MerahPutih.com - Pemerintah menaikkan harga bahan bakar minyak (BBM) dengan rincian Pertalite dari Rp 7.650 menjadi Rp 10.000 per liter, Solar subsidi dari Rp 5.150 menjadi Rp 6.800 per liter, dan Pertamax dari Rp 12.500 menjadi Rp 14.500 per liter.
Ketua DPP Bidang Ekonomi dan Keuangan Partai Keadilan Sejahtera (PKS) Anis Byarwati memberi catatan atas keputusan pemerintah menaikan harga BBM bersubsidi.
Baca Juga:
Harga BBM Naik, Wagub DKI Sebut Bakal ada Kenaikan Harga di Sejumlah Sektor
"Momennya sangat tidak pas, ketika perkonomian sedang bergerak pada pemulihan, bukan distimulus tapi malah dihambat, kebijakan yang kontraproduktif" ujarnya di Kompleks Parlemen Senayan, Jakarta (5/9).
Pada saat yang sama, kata anggota Komisi XI DPR RI ini, kondisi geopolitik akibat perang Rusia-Ukraina, membuat perekonomian global semakin tidak pasti karena ancaman inflasi tinggi.
"Padahal masyarakat butuh waktu untuk kembali menyesuaikan dengan kondisi ekonomi yang tidak stabil seperti saat ini," ujarnya.
Menurut Anis, kenaikan harga BBM bukan sekadar menaikkan biaya transportasi kendaraan pribadi, tapi juga berdampak ke semua sektor ekonomi. Terutama sektor yang berhubungan dengan masyarakat secara umum.
Anis mengingatkan, kebijakan menaikkan harga BBM bersubsidi semakin mendekatkan perekonomian nasional pada kondisi triple horror yang sangat mengkhawatirkan. Menurutnya, akan terjadi efek berantai dalam perekonomian.

DATA YANG DITAMPILKAN>
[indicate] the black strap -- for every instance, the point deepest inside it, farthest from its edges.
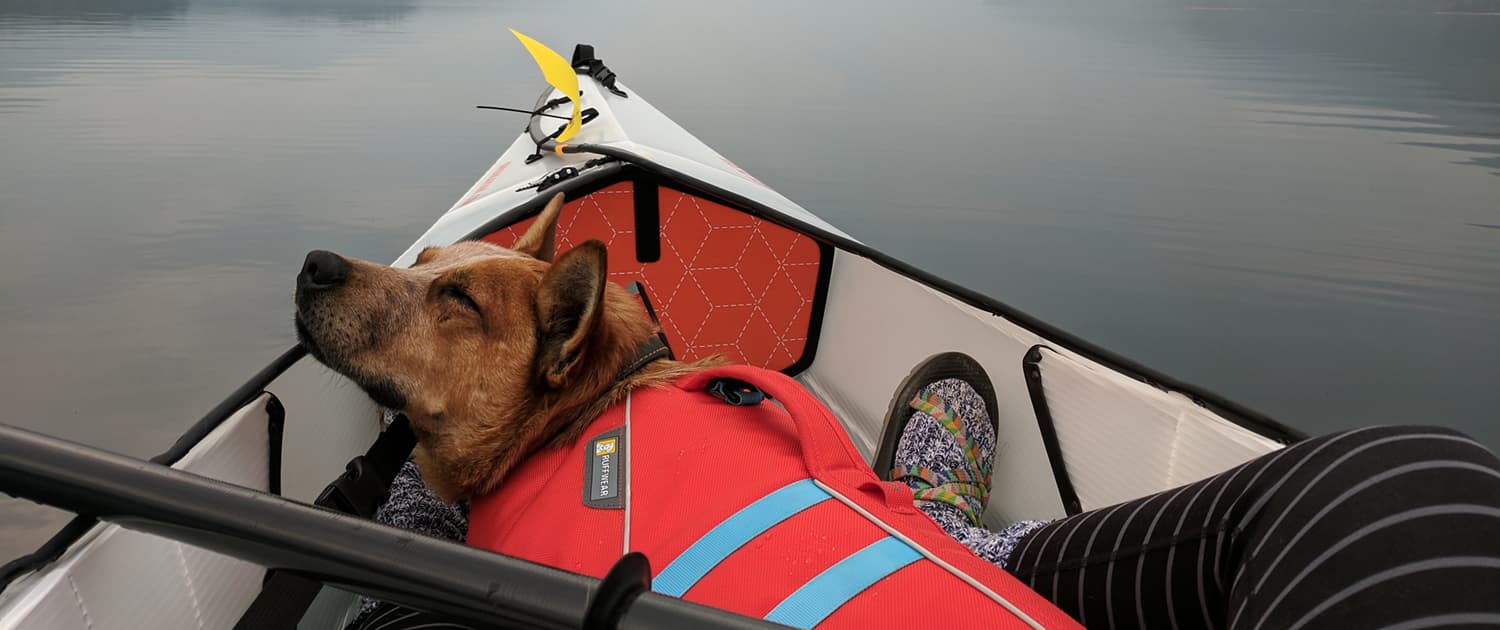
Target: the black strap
(585, 62)
(359, 491)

YANG HARUS DIKERJAKAN>
1) Sebutkan semua jenis BBM yang harganya dinaikkan menurut artikel kenaikan harga BBM.
2) Tolong kutip secara persis bagian artikel kenaikan harga BBM dari "MerahPutih.com - Pemerintah" sampai "14.500 per liter.".
Data tersebut tidak ada kaitannya dengan artikel kenaikan harga BBM.

JAWABAN PER TUGAS>
1) Pertalite, Solar subsidi, Pertamax

2)
MerahPutih.com - Pemerintah menaikkan harga bahan bakar minyak (BBM) dengan rincian Pertalite dari Rp 7.650 menjadi Rp 10.000 per liter, Solar subsidi dari Rp 5.150 menjadi Rp 6.800 per liter, dan Pertamax dari Rp 12.500 menjadi Rp 14.500 per liter.